Excerto da fonte >>
»»
A série retrata a luta de uma mãe solteira, que se torna empregada doméstica em várias casas, para conseguir sustentar-se a si e à filha de 2 anos (e depois 3 anos). Os percalços que lhe acontecem mostram como, de facto, da mesma maneira como dinheiro puxa dinheiro, a falta dele faz com que tudo corra mal, como pedras deitadas em toda a engrenagem. Há imagens particularmente simbólicas, como ver aquela mulher a limpar de forma irrepreensível, enquanto, por outro lado, a sua vida parece cada vez mais suja, mais impossível de limpar.
A protagonista (Alex) é uma actriz do catano. Chama-se Margaret Qualley e transmite-nos tristeza, por vezes resignação, mas também garra, lucidez, maturidade, paciência e capacidade de se reinventar que devia - ainda que isto seja ficção - ensinar-nos uma lição a todos. A vida dela não tem nada que ver com a da minha amiga mas vi-a ali muitas vezes, quando ela luta e faz e se vira como se não estivesse a lutar e a fazer e a virar-se. Há ali uma dignidade silenciosa que me impressionou e que sempre me impressiona, talvez por ser tão diferente do modo como eu sou.
Andie MacDowell faz um papelão. Caricatural, absurda, bipolar, narcisista, totalmente doida dos cornos. Eu, se fosse filha dela (a protagonista Alex é a filha dela), não teria tido 1/5 da pachorra que ela teve para a aturar (a tal dignidade e maturidade de que falava).
Maid. De Molly Smith Metzler. Vejam, se puderem.
««
(Registos de um conjunto de dados)
»»
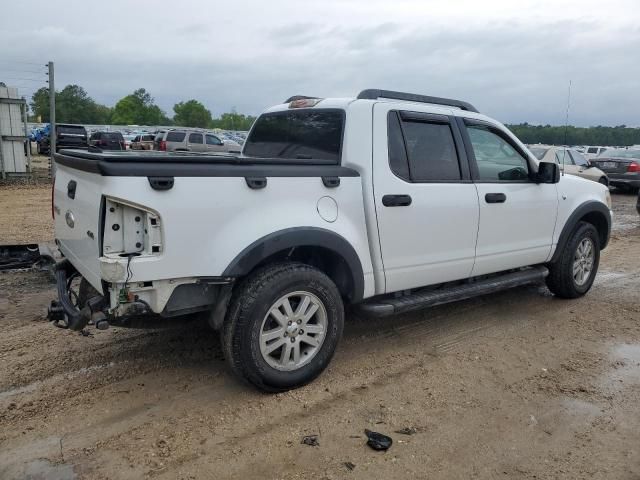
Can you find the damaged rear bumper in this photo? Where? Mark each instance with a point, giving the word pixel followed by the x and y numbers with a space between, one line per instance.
pixel 65 313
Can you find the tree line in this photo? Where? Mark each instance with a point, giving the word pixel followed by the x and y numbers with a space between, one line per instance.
pixel 74 105
pixel 620 135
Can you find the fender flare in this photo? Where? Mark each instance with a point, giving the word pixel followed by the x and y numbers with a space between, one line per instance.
pixel 586 208
pixel 289 238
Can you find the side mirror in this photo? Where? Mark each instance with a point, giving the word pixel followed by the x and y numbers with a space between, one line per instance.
pixel 548 172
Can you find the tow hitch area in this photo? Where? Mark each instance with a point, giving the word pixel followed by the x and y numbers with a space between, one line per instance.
««
Instrução >>
Transcreva palavra por palavra todo o excerto sobre a série Maid. As linhas provêm de outra fonte, sem ligação ao excerto.

Resposta >>
A série retrata a luta de uma mãe solteira, que se torna empregada doméstica em várias casas, para conseguir sustentar-se a si e à filha de 2 anos (e depois 3 anos). Os percalços que lhe acontecem mostram como, de facto, da mesma maneira como dinheiro puxa dinheiro, a falta dele faz com que tudo corra mal, como pedras deitadas em toda a engrenagem. Há imagens particularmente simbólicas, como ver aquela mulher a limpar de forma irrepreensível, enquanto, por outro lado, a sua vida parece cada vez mais suja, mais impossível de limpar.
A protagonista (Alex) é uma actriz do catano. Chama-se Margaret Qualley e transmite-nos tristeza, por vezes resignação, mas também garra, lucidez, maturidade, paciência e capacidade de se reinventar que devia - ainda que isto seja ficção - ensinar-nos uma lição a todos. A vida dela não tem nada que ver com a da minha amiga mas vi-a ali muitas vezes, quando ela luta e faz e se vira como se não estivesse a lutar e a fazer e a virar-se. Há ali uma dignidade silenciosa que me impressionou e que sempre me impressiona, talvez por ser tão diferente do modo como eu sou.
Andie MacDowell faz um papelão. Caricatural, absurda, bipolar, narcisista, totalmente doida dos cornos. Eu, se fosse filha dela (a protagonista Alex é a filha dela), não teria tido 1/5 da pachorra que ela teve para a aturar (a tal dignidade e maturidade de que falava).
Maid. De Molly Smith Metzler. Vejam, se puderem.